- Region pointing data
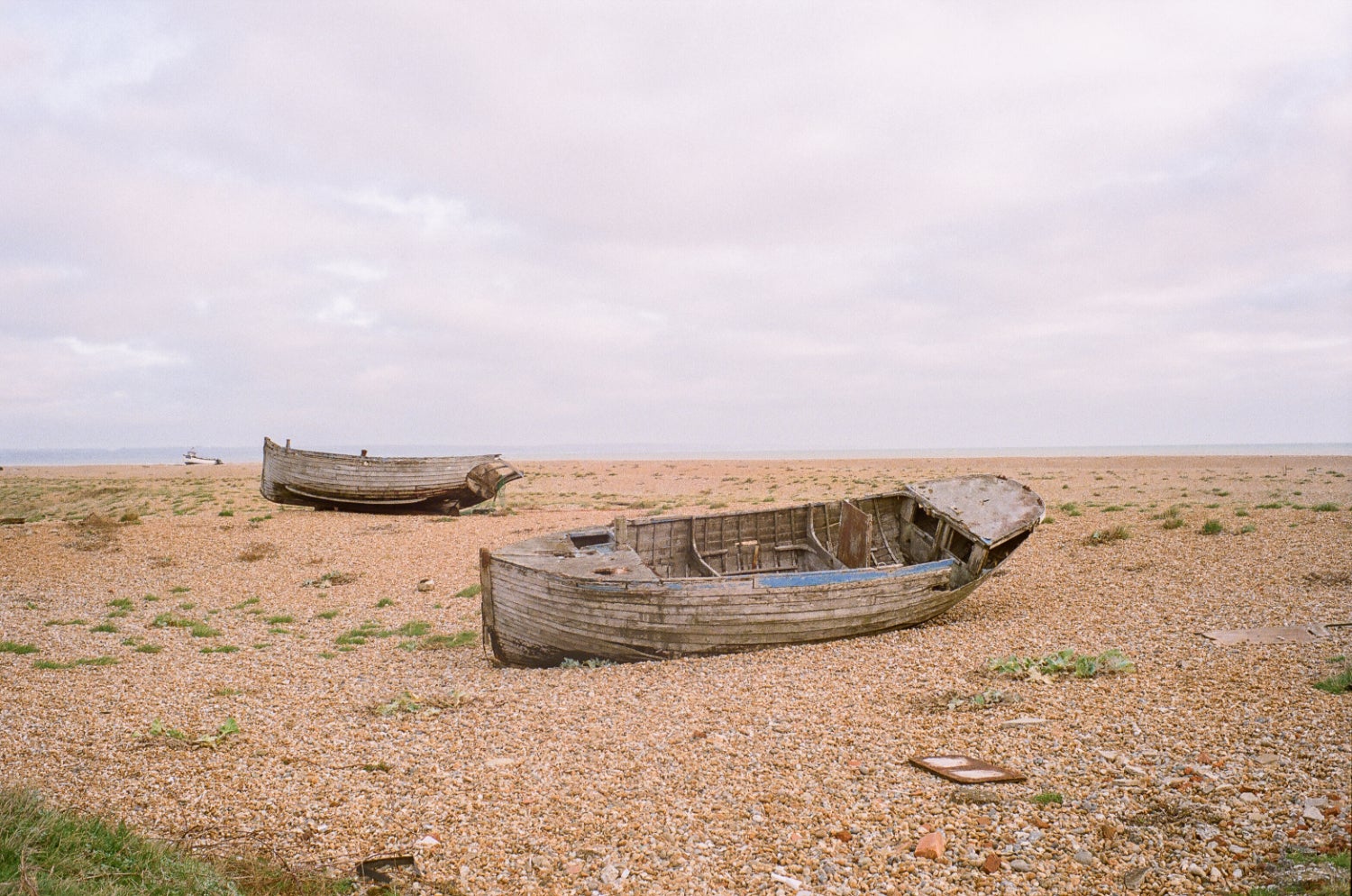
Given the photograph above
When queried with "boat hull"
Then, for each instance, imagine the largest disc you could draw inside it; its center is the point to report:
(380, 484)
(597, 593)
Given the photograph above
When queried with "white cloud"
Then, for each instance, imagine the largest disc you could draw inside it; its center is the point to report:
(356, 270)
(343, 311)
(876, 214)
(118, 356)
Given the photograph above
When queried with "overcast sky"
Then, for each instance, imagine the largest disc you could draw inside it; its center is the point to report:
(724, 224)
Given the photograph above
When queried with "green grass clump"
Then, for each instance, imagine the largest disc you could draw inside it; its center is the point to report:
(1108, 535)
(330, 579)
(1340, 682)
(54, 853)
(446, 642)
(83, 661)
(361, 634)
(15, 647)
(173, 620)
(1063, 661)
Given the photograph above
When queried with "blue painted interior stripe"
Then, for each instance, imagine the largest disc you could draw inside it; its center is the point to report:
(833, 576)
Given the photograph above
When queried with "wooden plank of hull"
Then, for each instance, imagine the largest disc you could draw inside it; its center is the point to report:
(541, 619)
(708, 584)
(380, 484)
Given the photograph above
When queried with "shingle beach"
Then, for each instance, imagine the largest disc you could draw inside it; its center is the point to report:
(146, 606)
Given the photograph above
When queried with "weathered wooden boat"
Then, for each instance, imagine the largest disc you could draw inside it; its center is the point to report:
(380, 484)
(725, 582)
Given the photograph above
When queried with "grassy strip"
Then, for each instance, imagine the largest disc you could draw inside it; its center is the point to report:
(56, 853)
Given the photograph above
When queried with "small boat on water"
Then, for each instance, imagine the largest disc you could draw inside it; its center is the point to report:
(746, 580)
(380, 484)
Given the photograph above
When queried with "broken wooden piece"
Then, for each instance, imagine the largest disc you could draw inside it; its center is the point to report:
(964, 769)
(1270, 634)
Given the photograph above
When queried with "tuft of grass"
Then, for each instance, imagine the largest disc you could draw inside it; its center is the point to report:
(257, 550)
(15, 647)
(62, 853)
(1063, 661)
(446, 642)
(1173, 517)
(362, 634)
(330, 579)
(173, 620)
(1108, 535)
(83, 661)
(1340, 682)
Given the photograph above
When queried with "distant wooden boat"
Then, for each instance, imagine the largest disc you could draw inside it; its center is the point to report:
(380, 484)
(725, 582)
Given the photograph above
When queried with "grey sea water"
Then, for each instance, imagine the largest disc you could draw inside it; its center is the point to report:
(246, 454)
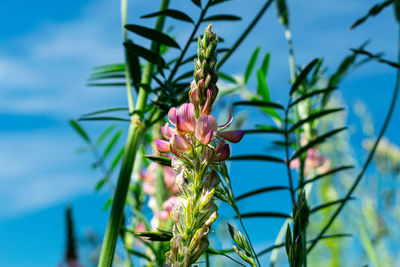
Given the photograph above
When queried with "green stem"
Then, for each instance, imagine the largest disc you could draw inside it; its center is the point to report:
(136, 132)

- Action item
Now copy each line of the entries that mentions "boat".

- The answer
When queried with "boat hull"
When queried with "weathered wooden boat"
When queried with "small boat on water"
When queried with "distant wooden boat"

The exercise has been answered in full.